▸ **Required work**: Gather each line of the entries below that includes "with".
------ Data for processing ------
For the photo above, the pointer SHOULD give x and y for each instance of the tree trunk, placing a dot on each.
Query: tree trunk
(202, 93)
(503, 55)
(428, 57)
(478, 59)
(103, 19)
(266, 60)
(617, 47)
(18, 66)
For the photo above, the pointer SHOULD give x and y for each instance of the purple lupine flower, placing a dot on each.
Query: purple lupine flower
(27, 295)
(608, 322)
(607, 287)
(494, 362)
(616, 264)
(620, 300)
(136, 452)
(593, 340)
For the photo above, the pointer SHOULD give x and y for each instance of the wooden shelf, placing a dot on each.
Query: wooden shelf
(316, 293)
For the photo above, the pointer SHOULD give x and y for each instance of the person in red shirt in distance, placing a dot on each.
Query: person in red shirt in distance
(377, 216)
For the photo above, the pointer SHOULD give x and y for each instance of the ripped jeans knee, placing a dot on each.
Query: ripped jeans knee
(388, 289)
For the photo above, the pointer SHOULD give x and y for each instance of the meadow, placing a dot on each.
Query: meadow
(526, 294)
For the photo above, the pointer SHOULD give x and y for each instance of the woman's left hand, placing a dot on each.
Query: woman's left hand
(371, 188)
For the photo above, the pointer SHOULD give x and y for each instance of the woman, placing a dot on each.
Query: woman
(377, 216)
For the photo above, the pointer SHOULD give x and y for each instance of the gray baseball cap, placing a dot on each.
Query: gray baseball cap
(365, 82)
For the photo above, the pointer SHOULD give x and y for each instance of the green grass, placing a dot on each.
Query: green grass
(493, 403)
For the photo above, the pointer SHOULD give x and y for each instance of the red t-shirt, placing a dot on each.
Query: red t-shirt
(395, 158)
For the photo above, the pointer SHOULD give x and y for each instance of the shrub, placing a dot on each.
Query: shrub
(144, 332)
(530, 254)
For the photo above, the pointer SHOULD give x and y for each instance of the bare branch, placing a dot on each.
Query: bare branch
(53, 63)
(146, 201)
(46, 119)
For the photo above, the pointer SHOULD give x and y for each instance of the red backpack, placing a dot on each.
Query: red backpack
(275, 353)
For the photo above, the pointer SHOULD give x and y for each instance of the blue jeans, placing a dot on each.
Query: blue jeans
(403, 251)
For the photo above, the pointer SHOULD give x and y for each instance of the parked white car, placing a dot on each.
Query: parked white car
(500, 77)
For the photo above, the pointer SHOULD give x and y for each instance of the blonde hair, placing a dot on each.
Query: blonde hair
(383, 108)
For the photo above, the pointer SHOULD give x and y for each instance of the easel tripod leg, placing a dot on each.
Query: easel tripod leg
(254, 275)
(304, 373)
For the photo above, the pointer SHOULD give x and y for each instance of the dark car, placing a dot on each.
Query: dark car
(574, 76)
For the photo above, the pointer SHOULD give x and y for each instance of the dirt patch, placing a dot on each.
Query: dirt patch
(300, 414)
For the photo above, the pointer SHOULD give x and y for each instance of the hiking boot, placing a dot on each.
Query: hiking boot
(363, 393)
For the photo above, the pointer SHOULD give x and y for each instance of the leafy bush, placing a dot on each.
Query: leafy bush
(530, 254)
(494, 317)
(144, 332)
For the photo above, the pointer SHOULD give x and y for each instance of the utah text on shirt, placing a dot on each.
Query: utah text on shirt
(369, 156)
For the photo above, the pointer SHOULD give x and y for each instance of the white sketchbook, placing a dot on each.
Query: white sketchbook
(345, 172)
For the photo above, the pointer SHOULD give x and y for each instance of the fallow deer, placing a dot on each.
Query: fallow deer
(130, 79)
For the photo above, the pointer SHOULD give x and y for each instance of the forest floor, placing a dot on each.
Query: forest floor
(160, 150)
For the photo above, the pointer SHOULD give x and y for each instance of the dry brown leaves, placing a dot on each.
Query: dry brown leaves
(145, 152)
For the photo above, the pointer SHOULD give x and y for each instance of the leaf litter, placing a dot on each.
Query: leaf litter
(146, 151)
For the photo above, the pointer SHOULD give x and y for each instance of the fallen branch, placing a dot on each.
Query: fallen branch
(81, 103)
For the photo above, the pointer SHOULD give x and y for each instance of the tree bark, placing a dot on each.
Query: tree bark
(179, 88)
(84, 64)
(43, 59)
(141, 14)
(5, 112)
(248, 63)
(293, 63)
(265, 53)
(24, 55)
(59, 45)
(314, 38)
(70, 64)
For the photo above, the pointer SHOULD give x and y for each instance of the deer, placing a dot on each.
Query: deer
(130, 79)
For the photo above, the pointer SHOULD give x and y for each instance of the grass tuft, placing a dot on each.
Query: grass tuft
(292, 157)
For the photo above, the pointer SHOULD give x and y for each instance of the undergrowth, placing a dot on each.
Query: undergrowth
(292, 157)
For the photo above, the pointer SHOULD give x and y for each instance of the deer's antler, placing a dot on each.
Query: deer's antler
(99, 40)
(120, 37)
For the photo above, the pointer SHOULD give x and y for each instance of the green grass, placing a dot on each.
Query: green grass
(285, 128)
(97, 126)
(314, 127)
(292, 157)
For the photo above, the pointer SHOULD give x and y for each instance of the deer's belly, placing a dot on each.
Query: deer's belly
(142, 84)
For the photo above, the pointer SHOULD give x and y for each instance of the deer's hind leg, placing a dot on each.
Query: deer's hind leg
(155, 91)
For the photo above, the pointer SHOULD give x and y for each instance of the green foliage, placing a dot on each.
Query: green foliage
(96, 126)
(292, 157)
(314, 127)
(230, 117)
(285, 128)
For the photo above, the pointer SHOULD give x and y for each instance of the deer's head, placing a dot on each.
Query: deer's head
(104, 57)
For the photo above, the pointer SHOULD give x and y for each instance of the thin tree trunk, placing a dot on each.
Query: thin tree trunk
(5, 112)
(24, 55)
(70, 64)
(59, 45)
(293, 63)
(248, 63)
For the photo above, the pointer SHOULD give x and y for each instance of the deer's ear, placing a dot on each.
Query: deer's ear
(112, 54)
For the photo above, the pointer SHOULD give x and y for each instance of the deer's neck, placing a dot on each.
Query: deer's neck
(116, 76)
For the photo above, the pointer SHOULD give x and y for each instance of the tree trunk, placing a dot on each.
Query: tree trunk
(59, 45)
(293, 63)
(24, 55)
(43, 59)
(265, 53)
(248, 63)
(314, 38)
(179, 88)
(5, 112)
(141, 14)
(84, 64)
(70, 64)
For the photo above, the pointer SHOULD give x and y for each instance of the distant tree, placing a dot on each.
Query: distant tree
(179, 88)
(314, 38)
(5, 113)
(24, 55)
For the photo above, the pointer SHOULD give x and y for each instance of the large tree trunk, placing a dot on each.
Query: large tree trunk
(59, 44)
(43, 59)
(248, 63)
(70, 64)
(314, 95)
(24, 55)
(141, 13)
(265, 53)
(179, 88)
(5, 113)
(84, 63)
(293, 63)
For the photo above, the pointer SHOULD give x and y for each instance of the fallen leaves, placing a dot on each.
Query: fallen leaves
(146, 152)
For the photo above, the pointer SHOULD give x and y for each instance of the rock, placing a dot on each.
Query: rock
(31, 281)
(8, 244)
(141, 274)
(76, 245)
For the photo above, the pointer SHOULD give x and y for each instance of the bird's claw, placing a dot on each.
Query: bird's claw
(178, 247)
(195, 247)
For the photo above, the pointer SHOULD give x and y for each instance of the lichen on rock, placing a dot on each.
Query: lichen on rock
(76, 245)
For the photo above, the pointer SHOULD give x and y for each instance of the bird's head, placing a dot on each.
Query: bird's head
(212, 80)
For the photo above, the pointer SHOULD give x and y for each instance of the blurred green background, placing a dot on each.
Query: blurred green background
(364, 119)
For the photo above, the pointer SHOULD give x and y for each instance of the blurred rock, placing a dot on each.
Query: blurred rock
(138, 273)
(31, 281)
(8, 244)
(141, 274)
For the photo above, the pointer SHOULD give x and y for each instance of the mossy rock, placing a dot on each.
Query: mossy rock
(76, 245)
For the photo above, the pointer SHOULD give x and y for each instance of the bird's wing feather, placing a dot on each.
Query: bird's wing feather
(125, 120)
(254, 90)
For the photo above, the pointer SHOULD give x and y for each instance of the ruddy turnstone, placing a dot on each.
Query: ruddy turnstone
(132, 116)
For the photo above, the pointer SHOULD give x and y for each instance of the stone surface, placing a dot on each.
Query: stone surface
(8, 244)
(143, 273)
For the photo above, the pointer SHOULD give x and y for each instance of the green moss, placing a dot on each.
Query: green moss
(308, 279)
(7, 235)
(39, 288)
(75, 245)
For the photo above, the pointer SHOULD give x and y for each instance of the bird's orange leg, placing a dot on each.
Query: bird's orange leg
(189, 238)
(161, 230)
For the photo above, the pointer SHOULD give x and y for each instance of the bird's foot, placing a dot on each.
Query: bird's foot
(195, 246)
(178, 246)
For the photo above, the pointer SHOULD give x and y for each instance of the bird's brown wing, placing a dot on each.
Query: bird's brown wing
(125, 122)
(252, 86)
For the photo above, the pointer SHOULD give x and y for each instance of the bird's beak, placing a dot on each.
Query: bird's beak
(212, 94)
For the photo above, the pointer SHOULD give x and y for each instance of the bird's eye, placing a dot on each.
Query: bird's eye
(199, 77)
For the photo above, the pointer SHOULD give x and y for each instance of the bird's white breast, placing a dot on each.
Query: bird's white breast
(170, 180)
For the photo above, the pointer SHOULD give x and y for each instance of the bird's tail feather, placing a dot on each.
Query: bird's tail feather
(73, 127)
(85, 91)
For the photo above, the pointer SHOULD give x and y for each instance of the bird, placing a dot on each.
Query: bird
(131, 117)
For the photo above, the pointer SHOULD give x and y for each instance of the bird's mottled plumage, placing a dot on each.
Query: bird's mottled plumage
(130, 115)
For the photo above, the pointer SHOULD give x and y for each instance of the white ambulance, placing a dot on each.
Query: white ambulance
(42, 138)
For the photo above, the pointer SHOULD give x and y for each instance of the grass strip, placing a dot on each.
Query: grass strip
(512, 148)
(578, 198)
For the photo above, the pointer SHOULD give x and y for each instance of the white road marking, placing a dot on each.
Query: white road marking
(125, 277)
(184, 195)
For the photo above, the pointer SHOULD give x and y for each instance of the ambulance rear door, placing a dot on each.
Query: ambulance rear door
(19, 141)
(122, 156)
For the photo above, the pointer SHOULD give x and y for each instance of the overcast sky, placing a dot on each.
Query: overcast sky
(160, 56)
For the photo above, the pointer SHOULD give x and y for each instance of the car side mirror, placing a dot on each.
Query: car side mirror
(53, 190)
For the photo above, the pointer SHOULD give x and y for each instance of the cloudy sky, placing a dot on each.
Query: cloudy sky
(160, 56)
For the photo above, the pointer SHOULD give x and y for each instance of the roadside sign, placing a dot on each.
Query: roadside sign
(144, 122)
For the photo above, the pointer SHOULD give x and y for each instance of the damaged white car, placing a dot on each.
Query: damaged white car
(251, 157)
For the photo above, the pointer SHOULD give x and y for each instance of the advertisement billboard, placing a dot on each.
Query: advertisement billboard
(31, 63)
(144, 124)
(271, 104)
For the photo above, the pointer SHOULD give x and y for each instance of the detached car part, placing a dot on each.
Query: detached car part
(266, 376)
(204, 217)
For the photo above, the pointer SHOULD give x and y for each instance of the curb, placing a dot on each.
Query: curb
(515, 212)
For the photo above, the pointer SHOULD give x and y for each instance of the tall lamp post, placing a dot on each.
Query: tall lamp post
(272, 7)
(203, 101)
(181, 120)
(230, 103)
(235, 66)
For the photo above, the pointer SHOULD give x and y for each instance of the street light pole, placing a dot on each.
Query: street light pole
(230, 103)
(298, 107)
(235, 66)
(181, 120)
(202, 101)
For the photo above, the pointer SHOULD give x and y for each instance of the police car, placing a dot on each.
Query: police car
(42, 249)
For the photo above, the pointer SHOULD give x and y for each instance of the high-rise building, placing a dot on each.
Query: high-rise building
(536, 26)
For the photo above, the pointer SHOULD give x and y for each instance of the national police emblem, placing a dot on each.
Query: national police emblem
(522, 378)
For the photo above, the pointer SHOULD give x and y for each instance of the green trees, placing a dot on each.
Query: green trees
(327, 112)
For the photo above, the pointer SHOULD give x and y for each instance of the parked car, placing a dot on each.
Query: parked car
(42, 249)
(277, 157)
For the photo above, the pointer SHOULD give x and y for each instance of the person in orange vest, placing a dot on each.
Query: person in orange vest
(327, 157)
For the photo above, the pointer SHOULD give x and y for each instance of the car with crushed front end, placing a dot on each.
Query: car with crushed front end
------
▸ **Exercise answer**:
For the photo above, the pointer SHOULD give x and y for each instance of the car with crushed front end, placing a dot on each.
Query: car with crushed front end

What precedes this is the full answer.